* Start *

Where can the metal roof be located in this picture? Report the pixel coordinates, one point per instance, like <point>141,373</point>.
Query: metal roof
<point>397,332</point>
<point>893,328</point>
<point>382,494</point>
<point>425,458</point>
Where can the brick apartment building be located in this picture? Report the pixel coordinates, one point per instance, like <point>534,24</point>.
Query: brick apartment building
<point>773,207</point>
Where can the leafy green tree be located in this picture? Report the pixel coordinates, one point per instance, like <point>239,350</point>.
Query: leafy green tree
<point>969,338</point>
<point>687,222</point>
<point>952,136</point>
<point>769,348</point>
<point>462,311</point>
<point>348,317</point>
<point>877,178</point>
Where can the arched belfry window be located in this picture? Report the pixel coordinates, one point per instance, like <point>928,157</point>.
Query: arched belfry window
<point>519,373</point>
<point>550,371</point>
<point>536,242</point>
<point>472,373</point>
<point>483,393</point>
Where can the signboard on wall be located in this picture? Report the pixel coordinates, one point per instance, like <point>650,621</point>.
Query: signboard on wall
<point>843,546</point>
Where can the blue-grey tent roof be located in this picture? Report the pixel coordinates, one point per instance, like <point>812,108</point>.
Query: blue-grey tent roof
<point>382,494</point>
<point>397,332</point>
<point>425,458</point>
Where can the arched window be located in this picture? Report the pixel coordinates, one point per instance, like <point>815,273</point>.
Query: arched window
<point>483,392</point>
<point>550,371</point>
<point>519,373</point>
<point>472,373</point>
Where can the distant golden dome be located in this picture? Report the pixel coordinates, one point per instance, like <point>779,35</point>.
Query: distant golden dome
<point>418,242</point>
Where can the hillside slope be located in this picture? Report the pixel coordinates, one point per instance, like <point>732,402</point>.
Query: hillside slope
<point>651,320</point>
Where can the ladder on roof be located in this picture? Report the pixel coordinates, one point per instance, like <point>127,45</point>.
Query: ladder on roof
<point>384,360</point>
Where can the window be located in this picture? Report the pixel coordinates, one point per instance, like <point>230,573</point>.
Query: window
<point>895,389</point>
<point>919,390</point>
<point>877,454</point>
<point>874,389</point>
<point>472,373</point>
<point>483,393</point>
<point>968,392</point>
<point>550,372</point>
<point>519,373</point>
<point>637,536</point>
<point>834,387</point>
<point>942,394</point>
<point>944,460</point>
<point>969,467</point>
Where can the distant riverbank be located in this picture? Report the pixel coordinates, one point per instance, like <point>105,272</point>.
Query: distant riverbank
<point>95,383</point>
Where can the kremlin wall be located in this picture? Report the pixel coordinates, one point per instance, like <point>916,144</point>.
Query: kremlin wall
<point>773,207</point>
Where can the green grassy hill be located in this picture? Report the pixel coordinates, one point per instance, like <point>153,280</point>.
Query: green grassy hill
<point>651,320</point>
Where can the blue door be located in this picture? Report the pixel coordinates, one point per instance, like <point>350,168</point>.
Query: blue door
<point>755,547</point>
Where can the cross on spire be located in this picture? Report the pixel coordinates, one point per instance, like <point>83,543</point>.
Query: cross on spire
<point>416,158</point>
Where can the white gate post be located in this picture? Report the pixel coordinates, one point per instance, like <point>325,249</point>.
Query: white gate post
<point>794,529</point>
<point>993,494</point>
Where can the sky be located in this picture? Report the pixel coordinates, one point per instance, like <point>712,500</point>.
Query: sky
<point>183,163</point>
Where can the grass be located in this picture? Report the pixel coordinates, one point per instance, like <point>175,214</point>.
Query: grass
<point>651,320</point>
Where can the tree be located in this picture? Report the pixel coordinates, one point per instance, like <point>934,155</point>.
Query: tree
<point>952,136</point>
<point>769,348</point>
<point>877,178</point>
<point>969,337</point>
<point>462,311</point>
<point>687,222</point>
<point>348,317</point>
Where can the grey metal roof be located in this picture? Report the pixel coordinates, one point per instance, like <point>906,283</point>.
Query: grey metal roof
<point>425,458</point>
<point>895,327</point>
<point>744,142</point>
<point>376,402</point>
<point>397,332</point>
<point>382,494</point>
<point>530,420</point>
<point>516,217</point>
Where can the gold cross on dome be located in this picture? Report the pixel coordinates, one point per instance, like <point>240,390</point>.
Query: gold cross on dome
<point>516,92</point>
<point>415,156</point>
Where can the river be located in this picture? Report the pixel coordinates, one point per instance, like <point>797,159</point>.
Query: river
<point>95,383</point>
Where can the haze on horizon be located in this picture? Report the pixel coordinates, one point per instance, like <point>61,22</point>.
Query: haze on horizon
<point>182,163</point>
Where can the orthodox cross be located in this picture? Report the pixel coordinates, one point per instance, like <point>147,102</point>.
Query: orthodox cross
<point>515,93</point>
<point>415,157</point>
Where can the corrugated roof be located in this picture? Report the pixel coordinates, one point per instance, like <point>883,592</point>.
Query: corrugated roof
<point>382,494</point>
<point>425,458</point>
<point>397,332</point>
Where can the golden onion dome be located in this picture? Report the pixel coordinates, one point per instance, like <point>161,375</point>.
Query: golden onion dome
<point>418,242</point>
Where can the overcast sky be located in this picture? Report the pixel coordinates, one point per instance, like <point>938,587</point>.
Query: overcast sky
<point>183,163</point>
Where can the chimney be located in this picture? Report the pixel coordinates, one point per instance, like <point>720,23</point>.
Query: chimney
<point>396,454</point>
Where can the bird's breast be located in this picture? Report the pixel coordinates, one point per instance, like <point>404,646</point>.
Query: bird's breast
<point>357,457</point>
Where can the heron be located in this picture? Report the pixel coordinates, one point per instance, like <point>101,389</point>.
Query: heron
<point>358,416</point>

* End *

**YOUR OBJECTIVE**
Copy all the lines above, swapping every occurrence of "one point per instance" for "one point for each instance" and changing nothing else.

**RESULT OF THE EXERCISE**
Where can the metal roof be located in this picture? Report the pixel coordinates, one point for each instance, like <point>141,373</point>.
Query: metal roof
<point>397,332</point>
<point>893,328</point>
<point>382,494</point>
<point>425,458</point>
Where can the brick apartment building be located in this picture? Report the pixel coordinates, one point for each instance, like <point>534,24</point>.
Query: brick apartment building
<point>773,207</point>
Where can the leafy green tree be located in this picture? Report the pixel coordinates, one point for each instance, like <point>239,350</point>.
Query: leafy green tree
<point>969,338</point>
<point>687,222</point>
<point>952,136</point>
<point>769,348</point>
<point>462,311</point>
<point>348,317</point>
<point>877,178</point>
Where can the arched belfry window be located in this picture? Report the pixel coordinates, one point for each instance, like <point>928,157</point>.
Query: arched belfry window
<point>519,373</point>
<point>550,371</point>
<point>536,242</point>
<point>472,373</point>
<point>483,393</point>
Where can the signboard on wall be located in this picture? Report the pixel coordinates, one point for each instance, like <point>650,621</point>.
Query: signboard on wall
<point>843,546</point>
Where can the blue-grey tent roof be located in this picture? Report the pixel coordinates, one point for each instance, like <point>812,108</point>.
Query: blue-grey tent roof
<point>382,494</point>
<point>397,332</point>
<point>425,458</point>
Where can the arched window be located in this picture? Report the pixel coordinates, one point for each instance, like <point>815,273</point>.
Query: arched window
<point>483,392</point>
<point>550,371</point>
<point>519,373</point>
<point>472,373</point>
Where can the distant golden dome be located in this picture? Report the pixel coordinates, one point for each instance, like <point>779,35</point>.
Query: distant golden dome
<point>418,242</point>
Where can the hillside slope be located in this picture? Report the pixel coordinates, one point for each instance, like <point>732,402</point>.
Query: hillside slope
<point>651,320</point>
Where can the ladder on roof be located in this picture? Report the pixel coordinates, one point for each instance, like <point>127,45</point>.
Query: ladder on roof
<point>384,360</point>
Where can the window be located in this picture? Report the pixel coordinates, one point for each instance, like <point>230,573</point>.
Query: window
<point>895,389</point>
<point>919,390</point>
<point>877,454</point>
<point>874,389</point>
<point>472,373</point>
<point>483,393</point>
<point>968,392</point>
<point>550,372</point>
<point>519,373</point>
<point>637,536</point>
<point>834,387</point>
<point>942,394</point>
<point>944,460</point>
<point>969,467</point>
Where can the distant riverbank be located in this picture? Report the pixel coordinates, one point for each instance, like <point>105,272</point>.
Query: distant riverbank
<point>95,383</point>
Where can the kremlin wall be located in this picture? Report the pixel coordinates, one point for each instance, like <point>916,144</point>.
Query: kremlin wall
<point>773,207</point>
Where can the green grassy hill be located in this picture? Report the pixel coordinates, one point for each instance, like <point>153,280</point>.
Query: green grassy hill
<point>651,320</point>
Where can the blue door be located in this picture? Report the pixel coordinates, one point for each instance, like <point>350,168</point>.
Query: blue door
<point>755,547</point>
Where can the cross on spire be located in this picture? Report the pixel coordinates, one point for each instance, like <point>83,543</point>.
Query: cross on spire
<point>416,158</point>
Where can the white gate post be located in this picture? Report the pixel coordinates, one point for each instance, like <point>325,249</point>.
Query: white gate post
<point>794,529</point>
<point>993,494</point>
Where can the sky be located in this picture? Report the pixel coordinates, one point for each instance, like <point>712,500</point>.
Query: sky
<point>183,163</point>
Where can the grass be located in this picture? Report the pixel coordinates, one point for each instance, like <point>175,214</point>.
Query: grass
<point>651,320</point>
Where can the tree be located in this picture? Report the pixel coordinates, one point for each instance, like <point>934,155</point>.
Query: tree
<point>952,136</point>
<point>769,348</point>
<point>877,178</point>
<point>969,337</point>
<point>462,311</point>
<point>687,222</point>
<point>348,317</point>
Where can the grey metal roof be located in this picture? Report the pixel coordinates, one point for each instance, like <point>906,283</point>.
Query: grey metal roof
<point>425,458</point>
<point>895,327</point>
<point>744,142</point>
<point>376,402</point>
<point>397,332</point>
<point>382,494</point>
<point>530,420</point>
<point>516,217</point>
Where can the gold cross on dome be located in this picture? Report the pixel coordinates, one point for each instance, like <point>240,390</point>.
Query: gold cross on dome
<point>516,92</point>
<point>415,156</point>
Where can the river be located in this picture? Report the pixel coordinates, one point for each instance, like <point>797,159</point>.
Query: river
<point>95,383</point>
Where can the haze on horizon be located in this picture? Report the pixel coordinates, one point for each instance, like <point>61,22</point>.
Query: haze on horizon
<point>182,163</point>
Where can the orthodox cross be located in this picture? Report the pixel coordinates, one point for each instance, like <point>147,102</point>.
Query: orthodox cross
<point>515,93</point>
<point>415,157</point>
Where can the corrugated roof be located in this picture? Report the pixel coordinates, one point for each instance, like <point>883,592</point>.
Query: corrugated roof
<point>382,494</point>
<point>425,458</point>
<point>397,332</point>
Where can the golden onion dome be located in this picture? Report the pixel coordinates, one point for each instance, like <point>161,375</point>.
Query: golden onion dome
<point>418,242</point>
Where can the overcast sky be located in this picture? Report the pixel coordinates, one point for each instance, like <point>938,587</point>.
Query: overcast sky
<point>183,163</point>
Where can the chimney be located in this picture? Report the pixel coordinates, one point for each instance, like <point>720,23</point>.
Query: chimney
<point>396,454</point>
Where can the bird's breast be located in this picture? Report the pixel coordinates, one point for each instance, like <point>404,646</point>.
Query: bird's breast
<point>357,457</point>
Where can the heron be located in this picture? Report the pixel coordinates, one point for each instance, like <point>101,389</point>.
Query: heron
<point>358,416</point>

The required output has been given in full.